*WRITTEN PROBLEM:* Your task is to print all of the material verbatim.

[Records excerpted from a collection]

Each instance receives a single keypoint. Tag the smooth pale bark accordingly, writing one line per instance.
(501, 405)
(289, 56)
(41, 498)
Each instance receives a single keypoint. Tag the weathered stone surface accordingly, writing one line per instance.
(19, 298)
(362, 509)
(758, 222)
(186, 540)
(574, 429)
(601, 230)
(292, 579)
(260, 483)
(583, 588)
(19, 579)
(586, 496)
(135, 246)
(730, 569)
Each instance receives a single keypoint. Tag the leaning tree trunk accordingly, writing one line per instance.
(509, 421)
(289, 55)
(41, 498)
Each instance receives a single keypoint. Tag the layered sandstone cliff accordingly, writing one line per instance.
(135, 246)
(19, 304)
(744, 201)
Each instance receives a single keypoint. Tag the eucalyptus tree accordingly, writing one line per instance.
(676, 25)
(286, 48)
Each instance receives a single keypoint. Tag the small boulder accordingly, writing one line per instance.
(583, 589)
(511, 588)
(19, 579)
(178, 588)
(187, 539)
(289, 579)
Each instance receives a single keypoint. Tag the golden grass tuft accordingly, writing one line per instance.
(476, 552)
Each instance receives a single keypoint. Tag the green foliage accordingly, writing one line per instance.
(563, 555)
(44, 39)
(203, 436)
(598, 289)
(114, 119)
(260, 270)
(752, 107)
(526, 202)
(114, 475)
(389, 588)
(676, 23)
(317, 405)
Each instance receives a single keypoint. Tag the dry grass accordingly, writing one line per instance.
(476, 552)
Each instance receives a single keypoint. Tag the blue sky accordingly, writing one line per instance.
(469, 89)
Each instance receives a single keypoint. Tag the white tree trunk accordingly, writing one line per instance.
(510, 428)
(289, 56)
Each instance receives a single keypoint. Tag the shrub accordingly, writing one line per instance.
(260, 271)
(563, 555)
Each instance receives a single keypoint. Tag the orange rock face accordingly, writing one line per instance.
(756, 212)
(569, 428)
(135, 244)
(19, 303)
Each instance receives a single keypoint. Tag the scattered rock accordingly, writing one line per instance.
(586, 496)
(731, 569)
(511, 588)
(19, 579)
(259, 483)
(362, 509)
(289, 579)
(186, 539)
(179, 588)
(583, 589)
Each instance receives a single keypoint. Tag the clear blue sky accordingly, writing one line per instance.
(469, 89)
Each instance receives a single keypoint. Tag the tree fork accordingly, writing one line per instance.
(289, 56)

*WRITTEN RESPONSE:*
Each instance receives a single keypoint. Tag the smooth pale bark accordingly, writing one line per instance.
(501, 405)
(289, 56)
(41, 498)
Each instance receives a single keypoint. Tag the weathered stone surface accordingly, writing one line per instance.
(19, 298)
(362, 509)
(758, 222)
(186, 540)
(574, 429)
(601, 230)
(292, 579)
(260, 483)
(583, 588)
(19, 579)
(586, 496)
(135, 246)
(730, 569)
Each instance receives a single keypoint. Tag the leaning tree trunk accordingly, writing one line per instance.
(509, 421)
(289, 55)
(41, 498)
Each instance receives a single keypoint. Tag the layered sandstone cliff accordingly, writing one line per instance.
(135, 246)
(19, 304)
(744, 201)
Each instance receives a single keypoint. Tag the eucalyptus tree accordingly, writing one line per instance.
(676, 25)
(286, 48)
Each instance receives a single keypoint. Tag the small boulder accordingly, writing one line per instance.
(583, 589)
(511, 588)
(19, 579)
(178, 588)
(187, 539)
(289, 579)
Each instance receives a single keypoint. Tag the golden grass tuft accordingly, writing one line per instance.
(476, 552)
Each instance receives a single keypoint. Tag the green foliage accordingly, writing one line per instance.
(563, 555)
(44, 39)
(203, 436)
(598, 289)
(114, 119)
(260, 270)
(752, 107)
(526, 202)
(114, 475)
(389, 588)
(676, 23)
(317, 405)
Each instance receives a single keypoint. Tag the dry grass accordingly, writing one line per instance.
(476, 552)
Each instance receives a single keypoint. Tag the blue sky accordingly, writing one line per instance.
(469, 89)
Each instance receives a single keypoint. Tag the white tree trunk accordingly, writing one line per instance.
(510, 428)
(289, 56)
Each instance receives a single keypoint. Tag the shrub accordingly, writing one line per instance.
(260, 271)
(563, 555)
Each instance receives a single keypoint. Tag the orange rock face accordingly, writing one line per instance.
(756, 212)
(569, 428)
(135, 244)
(19, 303)
Each instance receives a single keypoint. Tag the scattered rock accordingly, writing one line per instance.
(586, 496)
(731, 569)
(511, 588)
(19, 579)
(259, 483)
(362, 509)
(289, 579)
(186, 539)
(179, 588)
(583, 589)
Each instance receives a single keypoint. Tag the clear blue sky accordingly, writing one line per instance.
(469, 89)
Each instance receives a single keypoint. Tag the tree fork accordingly, writing one line per instance.
(289, 56)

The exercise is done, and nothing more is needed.